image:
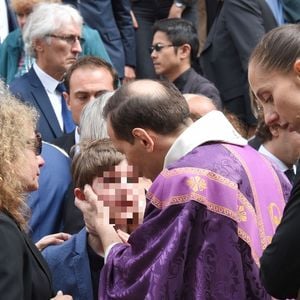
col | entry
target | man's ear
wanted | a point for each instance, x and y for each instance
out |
(185, 50)
(143, 138)
(38, 45)
(79, 194)
(297, 68)
(274, 130)
(67, 98)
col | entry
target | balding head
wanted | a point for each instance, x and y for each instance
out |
(150, 104)
(199, 105)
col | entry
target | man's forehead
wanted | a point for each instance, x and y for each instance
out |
(122, 170)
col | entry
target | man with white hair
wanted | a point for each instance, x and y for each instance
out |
(52, 35)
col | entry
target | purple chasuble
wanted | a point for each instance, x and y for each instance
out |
(212, 213)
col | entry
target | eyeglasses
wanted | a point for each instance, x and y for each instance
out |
(70, 39)
(36, 143)
(158, 47)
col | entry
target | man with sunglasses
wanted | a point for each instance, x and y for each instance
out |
(52, 35)
(174, 48)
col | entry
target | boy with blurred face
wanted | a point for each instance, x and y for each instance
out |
(118, 188)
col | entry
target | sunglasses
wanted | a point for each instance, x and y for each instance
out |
(69, 39)
(36, 143)
(158, 47)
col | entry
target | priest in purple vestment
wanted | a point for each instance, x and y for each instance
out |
(212, 209)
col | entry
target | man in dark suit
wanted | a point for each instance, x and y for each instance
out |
(52, 34)
(113, 21)
(86, 79)
(175, 46)
(237, 27)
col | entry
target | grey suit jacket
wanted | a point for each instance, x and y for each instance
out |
(28, 88)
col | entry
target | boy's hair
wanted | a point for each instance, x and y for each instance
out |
(92, 160)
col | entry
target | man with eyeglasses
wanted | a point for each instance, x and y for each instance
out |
(52, 35)
(174, 48)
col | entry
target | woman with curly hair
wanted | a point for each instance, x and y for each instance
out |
(23, 272)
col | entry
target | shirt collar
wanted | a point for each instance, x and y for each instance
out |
(48, 82)
(214, 126)
(281, 165)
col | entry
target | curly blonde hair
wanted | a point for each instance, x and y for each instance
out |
(17, 123)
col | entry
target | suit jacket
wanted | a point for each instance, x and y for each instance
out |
(70, 268)
(24, 272)
(236, 30)
(193, 83)
(66, 141)
(48, 202)
(28, 88)
(113, 21)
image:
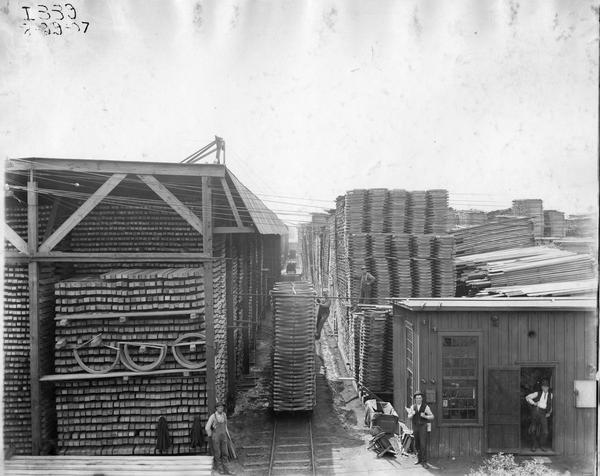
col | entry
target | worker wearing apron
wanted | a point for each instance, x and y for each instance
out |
(216, 428)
......
▶ _Goal of the exercise_:
Print out the whole listing word for word. Leave the pictures out.

▶ _Final answer_:
image:
col | entry
target | man's ear
wanted | a point for each instance, x and y for each instance
out |
(185, 50)
(143, 138)
(38, 45)
(79, 194)
(297, 68)
(274, 130)
(67, 98)
col | entry
target | balding head
wanted | a point for each instance, x and y for each instance
out |
(150, 104)
(199, 105)
col | entry
target | man's forehead
wanted | a point for each instance, x and y for each instance
out |
(122, 170)
col | entry
target | man with white hair
wanted | a point for each instance, x and y for each instance
out |
(52, 35)
col | entry
target | purple chasuble
wanted | a point for each instance, x and y for each instance
out |
(212, 213)
col | entry
target | eyeglasses
wanted | a point for each instance, x and y for each instance
out |
(70, 39)
(36, 143)
(158, 47)
col | entry
target | man with sunglasses
wanted | a point for each instance, x and y for each instance
out |
(52, 35)
(174, 48)
col | entry
target | boy with blurred face
wanted | a point for each instance, x and y for each instance
out |
(118, 188)
col | entry
target | sunglasses
wanted | a point for each instance, x and y for each instance
out |
(69, 39)
(36, 143)
(158, 47)
col | entry
target | priest in purple vestment
wanted | a point for each instance, x and y for each instance
out |
(212, 209)
col | entry
target | man in dark suit
wanted | a point for each instance, x and y for each instance
out |
(52, 34)
(113, 21)
(86, 79)
(175, 46)
(237, 27)
col | entry
target | grey suit jacket
wanted | a point for each instance, x and y for each instance
out |
(28, 88)
col | entry
target | boy's hair
wanted | a point for each instance, x and y for each instance
out |
(92, 160)
col | entry
target | man with eyeglasses
wanted | a point for each instance, x and y for each instance
out |
(52, 35)
(174, 48)
col | entry
target | woman with curly hair
wanted | a point for each instance, x and y for each instance
out |
(23, 272)
col | entry
target | shirt collar
wanted | a point for each instance, x and y for each instance
out |
(48, 82)
(214, 126)
(281, 165)
col | entry
target | curly blonde hair
wanted | a point for each instance, x and y for each instance
out |
(17, 123)
col | entry
target | suit jacket
wanted | a point for each instance, x and y for each instance
out |
(70, 268)
(24, 272)
(236, 30)
(193, 83)
(66, 141)
(48, 202)
(28, 88)
(113, 21)
image:
col | entry
target | worker wearing apron
wanted | a point for each instance, x and y for each instance
out |
(216, 428)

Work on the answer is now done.